--- START OF RECORDS SUPPLIED ---

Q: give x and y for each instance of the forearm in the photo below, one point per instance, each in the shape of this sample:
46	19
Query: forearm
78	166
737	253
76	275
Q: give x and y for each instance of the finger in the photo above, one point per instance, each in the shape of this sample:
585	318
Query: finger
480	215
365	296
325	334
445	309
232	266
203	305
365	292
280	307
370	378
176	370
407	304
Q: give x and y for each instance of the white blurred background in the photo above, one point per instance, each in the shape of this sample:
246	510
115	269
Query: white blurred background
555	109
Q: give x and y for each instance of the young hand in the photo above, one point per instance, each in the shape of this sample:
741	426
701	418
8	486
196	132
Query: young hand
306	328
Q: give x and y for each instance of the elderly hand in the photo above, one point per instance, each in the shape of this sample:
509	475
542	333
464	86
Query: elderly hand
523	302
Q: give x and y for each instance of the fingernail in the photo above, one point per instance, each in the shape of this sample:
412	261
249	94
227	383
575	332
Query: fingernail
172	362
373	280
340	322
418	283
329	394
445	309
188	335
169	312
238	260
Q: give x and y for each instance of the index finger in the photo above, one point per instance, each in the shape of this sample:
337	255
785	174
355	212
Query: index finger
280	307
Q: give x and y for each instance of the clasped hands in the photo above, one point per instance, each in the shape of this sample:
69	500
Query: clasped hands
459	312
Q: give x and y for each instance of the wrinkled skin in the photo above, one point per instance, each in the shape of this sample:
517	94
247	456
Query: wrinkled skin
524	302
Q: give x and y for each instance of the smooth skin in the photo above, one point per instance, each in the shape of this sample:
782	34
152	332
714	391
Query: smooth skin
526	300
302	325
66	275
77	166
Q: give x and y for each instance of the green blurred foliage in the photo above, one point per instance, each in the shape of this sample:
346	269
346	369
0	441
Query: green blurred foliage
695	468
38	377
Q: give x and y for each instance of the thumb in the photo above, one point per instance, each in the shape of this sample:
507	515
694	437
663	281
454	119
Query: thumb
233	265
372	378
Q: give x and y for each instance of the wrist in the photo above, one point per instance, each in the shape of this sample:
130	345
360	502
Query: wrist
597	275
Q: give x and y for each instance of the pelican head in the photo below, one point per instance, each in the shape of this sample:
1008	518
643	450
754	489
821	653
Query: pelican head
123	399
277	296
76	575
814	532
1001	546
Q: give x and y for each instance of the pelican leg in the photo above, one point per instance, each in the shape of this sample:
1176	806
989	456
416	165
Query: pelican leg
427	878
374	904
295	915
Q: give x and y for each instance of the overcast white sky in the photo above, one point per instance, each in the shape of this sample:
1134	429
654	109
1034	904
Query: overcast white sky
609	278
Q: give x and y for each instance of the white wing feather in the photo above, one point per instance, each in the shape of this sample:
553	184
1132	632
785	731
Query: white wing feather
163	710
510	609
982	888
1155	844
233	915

--- END OF RECORDS SUPPLIED ---

WHAT TO PRODUCE :: Can you turn every one of the rows above into a numbered list, dropping any blank lines?

CORRECT ANSWER ::
1. Q: give x and y for each instance of the forearm in the photo below, one point per instance, each in the shape of this sample:
2. 46	19
3. Query: forearm
4. 78	166
5. 737	253
6. 76	275
7. Q: give x and y for each instance of the finger in the photo above, one point per instance, each in the shape of this sample:
8. 585	318
9. Query: finger
10. 480	215
11. 365	296
12. 325	334
13. 445	309
14. 232	266
15. 203	305
16. 365	292
17. 280	307
18. 370	378
19. 176	370
20. 407	304
21. Q: give x and y for each instance of the white blurred background in the photo above, one point per instance, each in the shape of this sample:
22. 246	510
23. 115	269
24. Query: white blurred background
25. 555	109
26. Q: give x and y for each instance of the young hand in the photo above, one point per instance, each in the shape of this sample:
27. 741	426
28. 701	418
29. 8	486
30. 196	132
31. Query: young hand
32. 306	328
33. Q: give x and y for each instance of the elderly hand in the photo above, one point per instance, each in the shape of this sample:
34. 509	475
35. 542	333
36. 464	86
37. Query: elderly hand
38. 523	302
39. Q: give x and y for each instance of the fingernail in the photo above, one point per instance, each in the shape of this sample:
40. 412	261
41. 249	94
42. 227	383
43. 575	332
44. Query: fingernail
45. 172	362
46. 373	280
47. 340	322
48. 418	283
49. 329	394
50. 445	309
51. 188	335
52. 169	312
53. 238	260
54. Q: give x and y for each instance of the index finger in the photo above, one point per instance, each in the shape of this sample:
55. 337	255
56. 785	174
57. 355	212
58. Query: index finger
59. 280	307
60. Q: give x and y for each instance of the clasped hands in the photo above, one point per instance, each in the shape of this sample:
61. 69	500
62. Query: clasped hands
63. 459	312
64. Q: give x and y for each instance of the wrinkled skin in the photo above, one point per instance, each in the shape of this sample:
65. 517	94
66. 247	456
67. Query: wrinkled skin
68. 524	302
69. Q: give x and y for each instance of the smooth skin in the photo above, one point per instance, each in the shape of this sample:
70. 782	34
71. 152	332
72. 714	391
73. Query: smooth skin
74. 526	300
75. 302	325
76. 66	275
77. 77	166
78. Q: give x and y for each instance of the green blurred foliage in the photo above, one point per instance, each in the shape of this sample:
79. 346	269
80. 346	369
81. 0	441
82. Query: green blurred foliage
83. 695	468
84. 38	377
85. Q: give x and y for each instance of the thumb in the photo above, one point per instance, each in the shape of this sample:
86. 507	515
87. 694	437
88. 663	281
89. 454	119
90. Query: thumb
91. 233	265
92. 372	378
93. Q: give x and y for each instance of the wrist in the photo above, one point per instance, each in the shape of this sample:
94. 130	345
95. 360	502
96. Query: wrist
97. 597	275
98. Q: give x and y for each instance of the pelican head in the photo below, one point per instance, each in the shape of this sample:
99. 1008	518
100. 643	450
101. 754	489
102. 821	653
103. Query: pelican head
104. 123	399
105. 277	296
106. 76	575
107. 814	532
108. 1001	546
109. Q: give x and y for each instance of the pelican leg in the photo above, one point per instance, each in the shape of this sample:
110. 1176	806
111. 989	456
112. 416	165
113. Query: pelican leg
114. 427	878
115. 374	904
116. 295	915
117. Q: give x and y for each instance of the overcast white sky in the photo above, one point per instance, each in the shape of this sample:
118. 1134	429
119. 654	109
120. 1034	904
121. Query: overcast white sky
122. 609	278
123. Q: give x and y for each instance of the white wing feather in the photo above, one point per instance, each in the shape of this sample:
124. 553	184
125. 1132	632
126. 785	731
127. Query: white wing feather
128. 163	710
129. 510	609
130. 982	888
131. 1155	844
132. 233	915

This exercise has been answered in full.